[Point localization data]
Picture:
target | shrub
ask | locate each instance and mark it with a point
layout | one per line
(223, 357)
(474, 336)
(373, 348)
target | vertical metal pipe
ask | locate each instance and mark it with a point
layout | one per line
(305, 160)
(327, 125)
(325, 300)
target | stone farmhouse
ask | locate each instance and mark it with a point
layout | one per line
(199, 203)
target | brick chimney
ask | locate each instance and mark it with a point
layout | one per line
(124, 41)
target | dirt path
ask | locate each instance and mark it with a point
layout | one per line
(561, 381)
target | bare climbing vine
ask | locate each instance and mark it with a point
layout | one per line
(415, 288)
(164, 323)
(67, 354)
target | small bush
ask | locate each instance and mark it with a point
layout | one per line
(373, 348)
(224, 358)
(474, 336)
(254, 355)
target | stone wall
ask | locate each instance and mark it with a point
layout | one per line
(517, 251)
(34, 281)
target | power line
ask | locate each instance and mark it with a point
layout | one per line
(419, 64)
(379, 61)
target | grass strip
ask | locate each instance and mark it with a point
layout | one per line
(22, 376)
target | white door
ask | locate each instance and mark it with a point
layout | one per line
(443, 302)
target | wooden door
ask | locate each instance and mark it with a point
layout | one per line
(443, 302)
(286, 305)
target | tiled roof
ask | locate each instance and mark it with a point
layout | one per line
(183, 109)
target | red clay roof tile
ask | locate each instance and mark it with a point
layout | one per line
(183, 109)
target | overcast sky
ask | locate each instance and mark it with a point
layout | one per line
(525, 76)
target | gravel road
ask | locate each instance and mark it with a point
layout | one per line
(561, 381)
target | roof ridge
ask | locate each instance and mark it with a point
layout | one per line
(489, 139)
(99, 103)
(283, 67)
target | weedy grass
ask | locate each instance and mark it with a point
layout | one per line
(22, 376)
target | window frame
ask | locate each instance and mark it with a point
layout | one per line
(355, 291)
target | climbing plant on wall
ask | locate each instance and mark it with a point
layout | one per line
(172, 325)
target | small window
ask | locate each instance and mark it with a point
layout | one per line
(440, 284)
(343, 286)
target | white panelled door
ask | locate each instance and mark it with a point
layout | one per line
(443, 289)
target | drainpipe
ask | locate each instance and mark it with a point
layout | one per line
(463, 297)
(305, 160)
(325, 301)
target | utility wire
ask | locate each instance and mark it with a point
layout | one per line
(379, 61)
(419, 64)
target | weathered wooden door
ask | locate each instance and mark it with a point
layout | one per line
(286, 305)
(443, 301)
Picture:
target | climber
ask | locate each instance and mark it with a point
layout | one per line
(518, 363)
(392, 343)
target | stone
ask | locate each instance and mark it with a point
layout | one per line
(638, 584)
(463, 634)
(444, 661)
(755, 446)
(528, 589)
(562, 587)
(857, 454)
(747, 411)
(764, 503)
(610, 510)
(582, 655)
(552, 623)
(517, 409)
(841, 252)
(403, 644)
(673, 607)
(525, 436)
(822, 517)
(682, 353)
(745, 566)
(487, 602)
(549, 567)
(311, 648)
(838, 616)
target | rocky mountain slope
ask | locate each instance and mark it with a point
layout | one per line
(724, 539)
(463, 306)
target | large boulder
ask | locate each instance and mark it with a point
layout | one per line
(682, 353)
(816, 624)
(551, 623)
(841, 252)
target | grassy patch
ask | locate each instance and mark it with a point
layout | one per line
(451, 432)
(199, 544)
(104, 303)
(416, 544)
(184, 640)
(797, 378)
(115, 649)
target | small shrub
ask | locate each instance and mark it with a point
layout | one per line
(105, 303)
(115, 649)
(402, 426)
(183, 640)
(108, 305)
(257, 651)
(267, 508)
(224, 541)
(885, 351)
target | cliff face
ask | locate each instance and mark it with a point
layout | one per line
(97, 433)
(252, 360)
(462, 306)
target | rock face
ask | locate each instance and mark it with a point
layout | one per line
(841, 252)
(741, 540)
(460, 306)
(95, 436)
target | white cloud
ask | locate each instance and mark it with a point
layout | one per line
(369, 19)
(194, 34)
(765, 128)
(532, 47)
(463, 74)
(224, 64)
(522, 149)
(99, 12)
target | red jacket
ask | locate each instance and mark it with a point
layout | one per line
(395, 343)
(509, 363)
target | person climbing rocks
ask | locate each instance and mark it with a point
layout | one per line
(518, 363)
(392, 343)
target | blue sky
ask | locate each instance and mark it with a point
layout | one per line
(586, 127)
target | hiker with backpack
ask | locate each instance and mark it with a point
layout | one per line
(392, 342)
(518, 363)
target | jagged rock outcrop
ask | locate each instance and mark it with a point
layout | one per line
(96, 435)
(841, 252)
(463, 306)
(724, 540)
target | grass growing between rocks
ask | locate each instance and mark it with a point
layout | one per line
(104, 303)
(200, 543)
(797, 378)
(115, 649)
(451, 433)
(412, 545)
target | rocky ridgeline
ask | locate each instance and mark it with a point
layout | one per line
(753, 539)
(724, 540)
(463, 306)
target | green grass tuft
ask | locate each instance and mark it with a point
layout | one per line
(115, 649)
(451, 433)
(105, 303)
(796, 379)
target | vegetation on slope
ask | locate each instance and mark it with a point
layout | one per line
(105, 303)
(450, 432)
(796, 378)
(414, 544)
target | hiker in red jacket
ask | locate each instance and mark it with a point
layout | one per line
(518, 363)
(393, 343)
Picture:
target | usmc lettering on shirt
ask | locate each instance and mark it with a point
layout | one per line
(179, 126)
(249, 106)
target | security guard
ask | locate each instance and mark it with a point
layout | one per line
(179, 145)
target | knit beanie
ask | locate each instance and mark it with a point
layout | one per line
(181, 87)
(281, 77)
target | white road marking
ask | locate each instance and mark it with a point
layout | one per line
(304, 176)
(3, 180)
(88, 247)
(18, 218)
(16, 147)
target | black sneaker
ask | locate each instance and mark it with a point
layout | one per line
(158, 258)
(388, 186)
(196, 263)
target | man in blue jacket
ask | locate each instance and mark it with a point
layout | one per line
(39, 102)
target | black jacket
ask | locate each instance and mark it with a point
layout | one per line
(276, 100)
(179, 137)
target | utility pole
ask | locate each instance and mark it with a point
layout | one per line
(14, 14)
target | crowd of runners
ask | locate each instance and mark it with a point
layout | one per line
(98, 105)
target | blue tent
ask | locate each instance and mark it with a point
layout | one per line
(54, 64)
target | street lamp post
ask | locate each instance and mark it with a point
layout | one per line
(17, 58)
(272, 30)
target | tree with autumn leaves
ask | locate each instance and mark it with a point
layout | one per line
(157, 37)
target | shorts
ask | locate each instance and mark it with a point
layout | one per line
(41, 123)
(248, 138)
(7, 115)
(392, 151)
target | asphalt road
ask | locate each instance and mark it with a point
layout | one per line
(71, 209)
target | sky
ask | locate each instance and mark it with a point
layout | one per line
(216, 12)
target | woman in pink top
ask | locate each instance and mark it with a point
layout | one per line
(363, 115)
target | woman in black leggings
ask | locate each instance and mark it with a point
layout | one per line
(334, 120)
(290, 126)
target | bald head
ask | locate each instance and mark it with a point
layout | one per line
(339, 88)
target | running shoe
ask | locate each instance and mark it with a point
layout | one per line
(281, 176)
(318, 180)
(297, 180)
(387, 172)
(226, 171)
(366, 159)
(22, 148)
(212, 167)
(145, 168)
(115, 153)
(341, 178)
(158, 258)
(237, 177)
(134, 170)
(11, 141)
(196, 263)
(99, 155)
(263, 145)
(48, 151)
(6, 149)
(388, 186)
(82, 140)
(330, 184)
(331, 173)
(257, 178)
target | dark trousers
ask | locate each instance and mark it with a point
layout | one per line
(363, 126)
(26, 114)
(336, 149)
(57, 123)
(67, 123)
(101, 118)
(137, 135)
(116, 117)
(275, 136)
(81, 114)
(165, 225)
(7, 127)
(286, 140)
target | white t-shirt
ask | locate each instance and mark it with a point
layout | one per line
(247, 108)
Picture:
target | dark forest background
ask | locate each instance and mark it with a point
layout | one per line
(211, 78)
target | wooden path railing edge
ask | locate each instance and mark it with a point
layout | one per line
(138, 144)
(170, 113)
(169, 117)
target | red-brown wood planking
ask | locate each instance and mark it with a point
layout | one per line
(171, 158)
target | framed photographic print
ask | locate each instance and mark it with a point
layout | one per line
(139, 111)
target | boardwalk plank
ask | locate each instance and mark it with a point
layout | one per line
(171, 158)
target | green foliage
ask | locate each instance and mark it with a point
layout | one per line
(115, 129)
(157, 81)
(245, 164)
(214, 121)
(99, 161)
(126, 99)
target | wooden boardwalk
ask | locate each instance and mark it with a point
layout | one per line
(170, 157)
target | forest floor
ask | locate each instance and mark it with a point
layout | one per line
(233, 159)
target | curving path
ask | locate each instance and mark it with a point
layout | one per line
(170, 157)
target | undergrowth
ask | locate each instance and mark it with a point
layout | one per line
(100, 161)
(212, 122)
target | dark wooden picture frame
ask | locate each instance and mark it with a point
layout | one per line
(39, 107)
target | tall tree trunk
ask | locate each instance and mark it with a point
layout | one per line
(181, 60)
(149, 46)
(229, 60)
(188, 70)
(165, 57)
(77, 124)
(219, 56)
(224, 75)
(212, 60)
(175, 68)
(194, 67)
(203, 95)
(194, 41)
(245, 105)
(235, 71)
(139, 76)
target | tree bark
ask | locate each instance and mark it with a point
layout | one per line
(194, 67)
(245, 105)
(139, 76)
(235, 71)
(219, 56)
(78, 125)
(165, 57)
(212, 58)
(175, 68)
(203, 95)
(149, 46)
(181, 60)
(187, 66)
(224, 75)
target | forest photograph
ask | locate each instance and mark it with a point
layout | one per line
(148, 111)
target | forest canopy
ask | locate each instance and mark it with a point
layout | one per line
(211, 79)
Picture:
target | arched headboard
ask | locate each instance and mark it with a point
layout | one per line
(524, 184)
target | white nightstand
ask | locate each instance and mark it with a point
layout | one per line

**WHAT IS REQUIRED**.
Write out, word for word, the line containing "target | white nightstand" and every line after it to the end of the data above.

**RESPONSE TO THE TASK**.
target | white nightstand
ask | locate each instance and mark it with a point
layout | one per line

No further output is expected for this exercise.